What the task asks:
Arrange every line of the material below as a numbered list, skipping any blank lines and omitting the picture lines.

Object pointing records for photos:
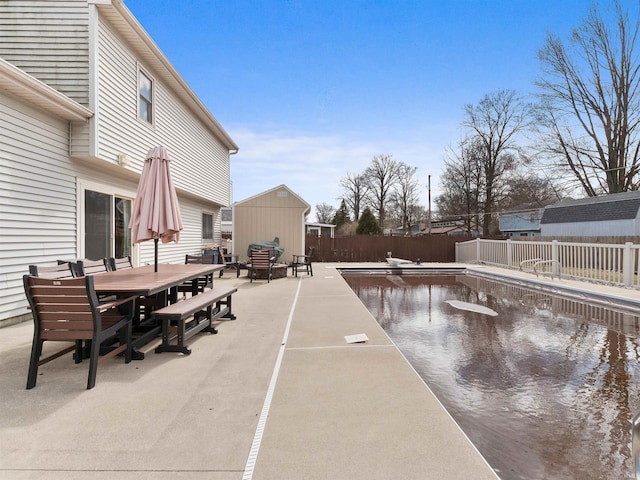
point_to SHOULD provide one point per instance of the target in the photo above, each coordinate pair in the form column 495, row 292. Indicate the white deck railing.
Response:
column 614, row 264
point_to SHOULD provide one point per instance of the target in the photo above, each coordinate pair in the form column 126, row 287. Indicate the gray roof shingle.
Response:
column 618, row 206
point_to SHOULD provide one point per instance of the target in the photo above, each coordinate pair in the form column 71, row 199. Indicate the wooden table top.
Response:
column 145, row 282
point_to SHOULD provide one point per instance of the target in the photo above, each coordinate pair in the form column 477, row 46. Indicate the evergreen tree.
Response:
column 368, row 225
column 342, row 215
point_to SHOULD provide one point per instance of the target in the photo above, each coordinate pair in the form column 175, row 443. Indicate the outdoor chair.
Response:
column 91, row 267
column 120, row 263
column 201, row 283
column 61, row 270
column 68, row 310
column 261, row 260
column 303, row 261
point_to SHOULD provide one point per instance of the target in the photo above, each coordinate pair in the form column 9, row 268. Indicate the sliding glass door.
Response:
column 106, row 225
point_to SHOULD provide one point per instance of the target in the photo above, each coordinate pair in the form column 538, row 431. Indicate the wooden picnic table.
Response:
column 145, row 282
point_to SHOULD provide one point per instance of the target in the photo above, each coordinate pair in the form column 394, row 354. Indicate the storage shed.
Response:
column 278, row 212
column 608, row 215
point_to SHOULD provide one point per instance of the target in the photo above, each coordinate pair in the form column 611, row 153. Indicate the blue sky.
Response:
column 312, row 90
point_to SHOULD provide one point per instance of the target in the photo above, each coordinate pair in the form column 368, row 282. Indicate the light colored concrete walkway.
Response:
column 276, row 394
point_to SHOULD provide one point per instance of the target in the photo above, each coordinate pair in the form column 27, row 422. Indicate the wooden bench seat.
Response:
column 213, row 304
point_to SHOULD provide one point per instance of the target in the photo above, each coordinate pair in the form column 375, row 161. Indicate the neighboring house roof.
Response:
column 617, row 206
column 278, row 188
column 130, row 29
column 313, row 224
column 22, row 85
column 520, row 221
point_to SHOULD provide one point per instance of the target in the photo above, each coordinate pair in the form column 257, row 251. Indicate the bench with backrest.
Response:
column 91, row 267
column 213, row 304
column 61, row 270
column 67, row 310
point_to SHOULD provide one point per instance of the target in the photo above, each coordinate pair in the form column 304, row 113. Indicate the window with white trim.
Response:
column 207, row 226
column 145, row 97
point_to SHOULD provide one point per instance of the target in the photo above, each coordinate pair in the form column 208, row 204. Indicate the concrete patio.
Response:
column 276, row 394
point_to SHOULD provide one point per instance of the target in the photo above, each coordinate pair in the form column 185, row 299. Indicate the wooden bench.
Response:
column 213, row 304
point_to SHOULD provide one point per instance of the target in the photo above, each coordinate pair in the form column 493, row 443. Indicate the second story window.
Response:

Solved exercise:
1. point_to SHOULD provide one point per instance of the target in the photo above, each coordinate pair in the form column 495, row 292. Indicate the white deck railing.
2. Response:
3. column 614, row 264
4. point_to SHOULD provide one point per instance of the target in the photo above, each coordinate pair in the form column 126, row 287. Indicate the gray roof shingle.
5. Response:
6. column 618, row 206
7. point_to SHOULD provide one point per instance of the target in the photo above, each coordinate pair in the form column 71, row 199. Indicate the wooden table top.
8. Response:
9. column 145, row 282
10. point_to SHOULD provide one point per instance of the target in the photo above, each coordinate pair in the form column 477, row 46. Indicate the evergreen tree.
11. Response:
12. column 368, row 225
13. column 342, row 215
14. point_to SHOULD provide one point per instance of the target in the photo above, each coordinate pair in the form column 175, row 443. Indicate the outdoor chair.
15. Response:
16. column 91, row 267
17. column 120, row 263
18. column 201, row 283
19. column 61, row 270
20. column 68, row 310
21. column 261, row 260
22. column 303, row 261
23. point_to SHOULD provide one point per instance of the target in the photo above, each coordinate pair in the form column 9, row 268. Indicate the sliding glass door.
24. Response:
25. column 106, row 225
26. point_to SHOULD provide one point per instance of the target in the photo above, each coordinate pair in the form column 538, row 431. Indicate the wooden picnic table.
27. Response:
28. column 145, row 282
29. point_to SHOULD provide one point per instance of the target in the photo above, each coordinate pair in the form column 394, row 354. Indicate the storage shed.
30. Response:
31. column 278, row 212
32. column 608, row 215
33. point_to SHOULD provide one point per instance of the target in the photo above, each coordinate pair in the form column 611, row 153. Indicate the blue sky.
34. Response:
35. column 312, row 90
36. point_to SHOULD provide one point per instance of the target in the photo above, each coordinate pair in the form column 368, row 282. Indicate the light colored concrete walkway.
37. Response:
38. column 276, row 394
39. point_to SHOULD provide one point per instance of the target in the photo above, each coordinate pair in the form column 27, row 422. Indicate the wooden bench seat.
40. Response:
41. column 213, row 304
42. point_to SHOULD provide one point per instance of the target in the photo above, each coordinate pair in the form column 375, row 161. Indicate the neighboring house roof.
43. Response:
44. column 617, row 206
45. column 278, row 188
46. column 130, row 29
47. column 313, row 224
48. column 22, row 85
49. column 520, row 221
50. point_to SHOULD provide one point per instance of the target in the photo above, each coordinate pair in the form column 257, row 251. Indicate the bench with backrest.
51. Response:
52. column 91, row 267
53. column 213, row 304
54. column 61, row 270
55. column 67, row 310
56. point_to SHOULD provide one point per instance of the target in the photo above, each coordinate pair in the form column 304, row 113. Indicate the window with white trim.
57. Response:
58. column 207, row 226
59. column 145, row 97
60. point_to SHOULD provide one point per instance of the target in the photo above, each coordinate pair in the form column 208, row 204. Indicate the concrete patio.
61. Response:
62. column 276, row 394
63. point_to SHOULD provide one point per instance of the target in the photo above, each coordinate pair in the form column 185, row 299. Indicate the wooden bench.
64. Response:
65. column 213, row 304
66. point_to SHOULD provide one point per instance of the target in the photo above, each coordinate pair in the form column 493, row 443. Indicate the second story window.
67. Response:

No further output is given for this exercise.